Objective: Every entry below must appear again, exactly as written.

(Saved entries)

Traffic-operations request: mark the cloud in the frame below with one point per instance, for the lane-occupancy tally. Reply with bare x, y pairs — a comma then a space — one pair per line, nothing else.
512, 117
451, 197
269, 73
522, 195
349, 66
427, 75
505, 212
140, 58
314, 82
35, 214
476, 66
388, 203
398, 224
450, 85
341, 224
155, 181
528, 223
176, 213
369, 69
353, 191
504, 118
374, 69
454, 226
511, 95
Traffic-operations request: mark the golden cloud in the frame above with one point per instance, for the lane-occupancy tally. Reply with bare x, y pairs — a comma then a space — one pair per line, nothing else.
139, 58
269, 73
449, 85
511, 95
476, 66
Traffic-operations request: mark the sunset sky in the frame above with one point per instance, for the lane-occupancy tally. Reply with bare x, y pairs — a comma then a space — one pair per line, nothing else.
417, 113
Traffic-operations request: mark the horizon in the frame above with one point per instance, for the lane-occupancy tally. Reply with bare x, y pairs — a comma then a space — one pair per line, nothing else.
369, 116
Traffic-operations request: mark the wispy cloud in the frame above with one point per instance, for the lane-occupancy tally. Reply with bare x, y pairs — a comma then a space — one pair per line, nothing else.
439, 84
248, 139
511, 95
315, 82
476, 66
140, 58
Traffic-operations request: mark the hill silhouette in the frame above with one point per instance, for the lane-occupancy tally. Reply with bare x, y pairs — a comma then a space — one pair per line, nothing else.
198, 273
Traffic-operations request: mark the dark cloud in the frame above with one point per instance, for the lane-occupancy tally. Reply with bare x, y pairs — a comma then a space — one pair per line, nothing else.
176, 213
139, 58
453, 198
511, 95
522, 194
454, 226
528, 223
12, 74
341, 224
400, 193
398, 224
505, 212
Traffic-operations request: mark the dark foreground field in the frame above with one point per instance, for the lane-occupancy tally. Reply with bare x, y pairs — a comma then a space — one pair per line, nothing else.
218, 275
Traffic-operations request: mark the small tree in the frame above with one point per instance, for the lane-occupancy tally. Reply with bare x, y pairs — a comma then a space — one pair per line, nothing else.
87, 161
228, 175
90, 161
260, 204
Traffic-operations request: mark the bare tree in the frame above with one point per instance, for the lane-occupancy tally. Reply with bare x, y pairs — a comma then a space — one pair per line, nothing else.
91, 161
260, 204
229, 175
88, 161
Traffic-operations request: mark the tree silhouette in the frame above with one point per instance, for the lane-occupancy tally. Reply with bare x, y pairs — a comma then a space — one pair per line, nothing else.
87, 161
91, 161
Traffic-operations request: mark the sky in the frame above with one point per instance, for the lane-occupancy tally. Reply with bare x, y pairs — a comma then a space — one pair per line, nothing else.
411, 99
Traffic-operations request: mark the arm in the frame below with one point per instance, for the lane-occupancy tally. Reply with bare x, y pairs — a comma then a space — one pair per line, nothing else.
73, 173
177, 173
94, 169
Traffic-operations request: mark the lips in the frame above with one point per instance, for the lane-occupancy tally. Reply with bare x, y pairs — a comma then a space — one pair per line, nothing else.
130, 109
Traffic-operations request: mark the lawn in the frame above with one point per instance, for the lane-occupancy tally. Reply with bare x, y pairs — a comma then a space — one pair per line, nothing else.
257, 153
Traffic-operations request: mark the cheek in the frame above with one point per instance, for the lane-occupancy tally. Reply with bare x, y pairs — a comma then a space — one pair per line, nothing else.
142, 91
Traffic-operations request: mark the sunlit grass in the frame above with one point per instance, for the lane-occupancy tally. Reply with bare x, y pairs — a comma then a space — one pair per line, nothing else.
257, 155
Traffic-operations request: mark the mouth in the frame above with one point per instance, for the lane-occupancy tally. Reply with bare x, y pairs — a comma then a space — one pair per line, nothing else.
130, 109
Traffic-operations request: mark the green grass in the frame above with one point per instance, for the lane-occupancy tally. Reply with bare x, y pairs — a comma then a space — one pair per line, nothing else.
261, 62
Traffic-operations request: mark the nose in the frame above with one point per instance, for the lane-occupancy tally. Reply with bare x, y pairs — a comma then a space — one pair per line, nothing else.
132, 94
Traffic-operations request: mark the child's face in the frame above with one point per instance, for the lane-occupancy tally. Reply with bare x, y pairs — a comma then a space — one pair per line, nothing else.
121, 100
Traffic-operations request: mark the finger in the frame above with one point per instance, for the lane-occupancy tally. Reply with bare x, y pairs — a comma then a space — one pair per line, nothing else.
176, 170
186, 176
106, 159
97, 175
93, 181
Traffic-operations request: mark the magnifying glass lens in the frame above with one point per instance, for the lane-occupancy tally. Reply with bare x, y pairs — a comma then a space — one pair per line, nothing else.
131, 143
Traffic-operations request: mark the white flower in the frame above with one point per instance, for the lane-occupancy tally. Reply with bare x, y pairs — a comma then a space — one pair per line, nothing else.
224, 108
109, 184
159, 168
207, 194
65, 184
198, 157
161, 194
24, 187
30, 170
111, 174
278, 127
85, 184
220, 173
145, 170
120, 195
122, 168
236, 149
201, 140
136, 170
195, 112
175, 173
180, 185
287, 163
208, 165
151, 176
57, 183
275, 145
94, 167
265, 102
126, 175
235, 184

Written reply:
Traffic-operations request: mark the cloud in the frame below with one point per instance, for the lane-occupancy tally. Reply with bare x, y pairs — a comma then a space — one pair per line, nothing else.
512, 117
451, 197
269, 73
522, 195
349, 66
427, 75
505, 212
140, 58
314, 82
35, 214
476, 66
388, 203
398, 224
450, 85
341, 224
155, 181
528, 223
176, 213
369, 69
353, 191
504, 118
374, 69
454, 226
511, 95
Traffic-operations request: mark the golden cloud in the frame above with one point per instance, for the lane-occupancy tally. Reply with bare x, y pairs — a comma then a space — one pair per line, nothing else.
139, 58
269, 73
449, 85
511, 95
476, 66
Traffic-operations request: mark the sunset sky in the frame above with one point per instance, for the lane-occupancy tally. Reply with bare x, y pairs — a comma then a space — one pair per line, nothing else.
417, 113
Traffic-operations request: mark the horizon in the frame above with one point per instance, for the lane-occupancy tally. Reply with bare x, y pairs — a comma then a space — one pair per line, nothing else.
369, 116
Traffic-operations request: mark the wispy cloud in the frame above with one point per instance, for the lane-occupancy tally. Reply with bare x, y pairs — a comma then a space — one pair per line, nothing else.
439, 84
248, 139
511, 95
315, 82
476, 66
140, 58
Traffic-operations request: mark the hill silhouette in the frame above with one point per instance, for the lane-occupancy tally. Reply with bare x, y pairs — a comma then a space — one pair per line, nothing else.
198, 273
Traffic-operations request: mark the dark cloud in the frame above with one point per instance, for the lane-occupancy tally. Reply with bare x, y pairs — a comma then a space — one pair per line, nothing else.
176, 213
139, 58
453, 198
511, 95
522, 194
454, 226
528, 223
12, 74
341, 224
400, 193
398, 224
505, 212
Traffic-operations request: mark the dark foreground field in the frame above with one point per instance, for the lane-occupancy tally. Reply with bare x, y pairs — a comma then a space — one pair per line, nothing else.
218, 275
Traffic-operations request: mark the small tree in the frame above with one point per instance, for the lane-occupancy tally. Reply with bare x, y pairs — a comma then a space — one pair per line, nothing else.
87, 161
228, 175
90, 161
260, 204
Traffic-operations request: mark the bare tree in the frame above with one point per instance, for the lane-occupancy tally. Reply with bare x, y pairs — a comma then a space — one pair per line, nothing else.
91, 161
260, 204
229, 175
88, 161
Traffic-operations request: mark the tree silhouette in the frame above with one point per instance, for the lane-occupancy tally. Reply with bare x, y pairs — a comma then a space — one pair per line, nothing else.
87, 161
91, 161
Traffic-operations request: mark the sky in the frame above with one point per instance, for the lane-occupancy tally. Reply with bare x, y pairs — a comma then a space — one pair per line, nothing else.
411, 99
Traffic-operations request: mark the arm in the frame below with one point per instance, for the lane-occupancy tally. Reply with bare x, y pairs — a comma then a space — one pair per line, nothing else.
73, 173
177, 173
94, 169
Traffic-operations request: mark the lips in the frame above with one point per instance, for the lane-occupancy tally. Reply with bare x, y pairs — a comma then a space — one pair per line, nothing else.
130, 109
Traffic-operations request: mark the lawn in the frame above with one point per instance, for the lane-occupancy tally. Reply with bare x, y pairs — a comma then a space — one pair per line, nothing else.
257, 153
Traffic-operations request: mark the cheek in the frame above with one point per instance, for the lane-occupancy tally. Reply with bare x, y pairs — a comma then a space — one pair per line, nothing else.
142, 91
Traffic-operations request: mark the sunlit grass in the frame above with one point per instance, for the lane-occupancy tally. Reply with bare x, y pairs — a comma then a space — one pair per line, nothing else.
257, 155
Traffic-operations request: mark the mouth in the frame above with one point per instance, for the lane-occupancy tally. Reply with bare x, y pairs — a comma then a space — one pair per line, nothing else.
130, 109
Traffic-operations request: mark the green grass in the frame above with one point per instance, for the lane-occupancy tally. Reply with bare x, y pairs — a comma then a space — one pair per line, nothing else.
261, 62
Traffic-operations request: mark the nose in the frame above with one point per instance, for the lane-occupancy tally. Reply with bare x, y pairs — a comma then a space — one pair per line, nothing else.
132, 94
Traffic-operations request: mark the child's face in the frame above with one point per instance, for the lane-occupancy tally. Reply with bare x, y pairs — a comma then a space — one pair per line, nothing else.
121, 100
Traffic-operations request: mark the finger in the frame above with one point per instance, for the lane-occupancy tally. Reply with bare x, y pairs — a comma then a space — one pair per line, nothing else.
176, 170
186, 176
106, 159
97, 175
93, 181
Traffic-operations request: mark the magnifying glass lens in the frame above with one point per instance, for the lane-occupancy tally. Reply with bare x, y pairs — a comma then a space — one pair per line, nothing else.
131, 143
Traffic-operations request: mark the white flower in the frame above with one point per instance, for the lane-occupancy tally. Reply with bare x, y pairs — a comma then a space — one pair per line, nothing else.
224, 108
109, 184
159, 168
207, 194
65, 184
198, 157
161, 194
24, 187
30, 170
111, 174
278, 127
85, 184
220, 173
145, 170
120, 195
122, 168
236, 149
201, 140
136, 170
195, 112
175, 173
180, 185
287, 163
208, 165
151, 176
57, 183
275, 145
94, 167
265, 102
126, 175
235, 184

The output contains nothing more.